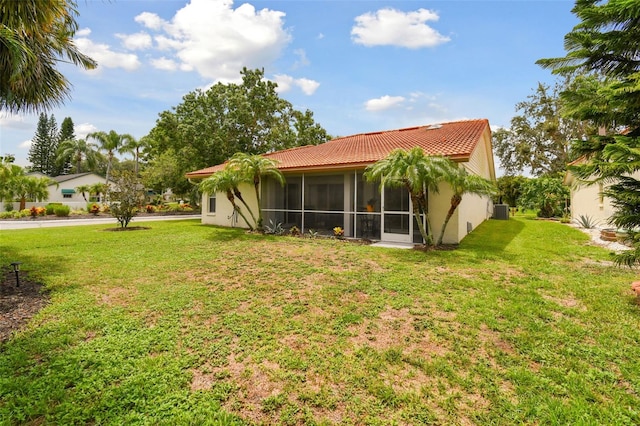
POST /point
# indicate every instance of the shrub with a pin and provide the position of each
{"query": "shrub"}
(93, 208)
(274, 228)
(62, 211)
(586, 222)
(37, 211)
(50, 208)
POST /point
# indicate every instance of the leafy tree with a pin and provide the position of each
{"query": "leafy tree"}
(99, 189)
(461, 183)
(164, 172)
(208, 127)
(546, 194)
(9, 172)
(252, 168)
(78, 150)
(226, 181)
(30, 188)
(538, 139)
(510, 189)
(111, 143)
(36, 35)
(126, 196)
(44, 145)
(605, 46)
(418, 174)
(135, 147)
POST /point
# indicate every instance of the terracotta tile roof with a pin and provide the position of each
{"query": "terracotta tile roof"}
(455, 139)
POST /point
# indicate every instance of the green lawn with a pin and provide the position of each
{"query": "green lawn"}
(525, 323)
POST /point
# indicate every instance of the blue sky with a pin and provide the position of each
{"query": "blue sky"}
(360, 66)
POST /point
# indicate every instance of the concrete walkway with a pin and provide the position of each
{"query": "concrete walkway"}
(51, 223)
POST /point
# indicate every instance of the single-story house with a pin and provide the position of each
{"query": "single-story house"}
(63, 189)
(325, 187)
(588, 200)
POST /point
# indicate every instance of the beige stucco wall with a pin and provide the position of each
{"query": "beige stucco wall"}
(586, 200)
(474, 209)
(224, 208)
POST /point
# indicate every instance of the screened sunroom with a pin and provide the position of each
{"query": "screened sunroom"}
(322, 202)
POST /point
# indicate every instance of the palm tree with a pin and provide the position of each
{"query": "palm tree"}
(251, 168)
(99, 188)
(35, 36)
(31, 188)
(78, 150)
(417, 173)
(226, 181)
(461, 183)
(110, 143)
(9, 173)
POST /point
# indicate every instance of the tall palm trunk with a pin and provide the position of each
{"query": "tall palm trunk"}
(78, 163)
(416, 212)
(239, 196)
(455, 202)
(237, 209)
(256, 185)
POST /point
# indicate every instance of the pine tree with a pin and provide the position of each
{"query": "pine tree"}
(44, 144)
(67, 132)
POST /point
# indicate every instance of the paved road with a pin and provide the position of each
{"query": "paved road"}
(50, 223)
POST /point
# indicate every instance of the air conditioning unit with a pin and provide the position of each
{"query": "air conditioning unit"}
(501, 211)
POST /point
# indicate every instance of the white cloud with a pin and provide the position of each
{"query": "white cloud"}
(217, 40)
(105, 57)
(307, 86)
(84, 32)
(383, 103)
(150, 20)
(164, 64)
(13, 121)
(286, 82)
(391, 27)
(302, 61)
(137, 41)
(82, 130)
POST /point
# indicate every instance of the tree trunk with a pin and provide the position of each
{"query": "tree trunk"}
(237, 209)
(455, 202)
(416, 212)
(239, 196)
(256, 185)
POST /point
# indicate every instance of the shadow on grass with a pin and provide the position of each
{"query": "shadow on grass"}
(225, 234)
(493, 236)
(36, 266)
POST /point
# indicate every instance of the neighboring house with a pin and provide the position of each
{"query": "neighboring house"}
(63, 189)
(588, 200)
(325, 187)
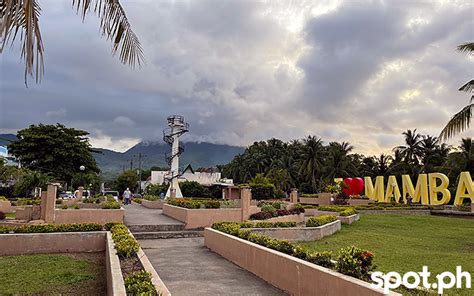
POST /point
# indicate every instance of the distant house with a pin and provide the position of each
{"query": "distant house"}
(9, 159)
(204, 176)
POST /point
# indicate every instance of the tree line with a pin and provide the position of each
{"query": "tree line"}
(309, 164)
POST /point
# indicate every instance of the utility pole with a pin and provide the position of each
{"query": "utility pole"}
(140, 156)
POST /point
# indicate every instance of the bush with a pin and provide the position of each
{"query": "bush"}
(351, 261)
(111, 204)
(348, 212)
(262, 191)
(125, 244)
(268, 208)
(322, 259)
(139, 283)
(47, 228)
(355, 262)
(321, 220)
(280, 193)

* _THE PROBLEM_
Please pull out every line of the listing that contains the word "palm", matching case exactly.

* _SOLUTION TO THE EXERCISE_
# indicate every instance of the palm tree with a pin and provide the position of each
{"query": "palm tree"}
# indicate every instance of the tall palm trunk with a pin and provide the position of each
{"query": "tall palm trunk"}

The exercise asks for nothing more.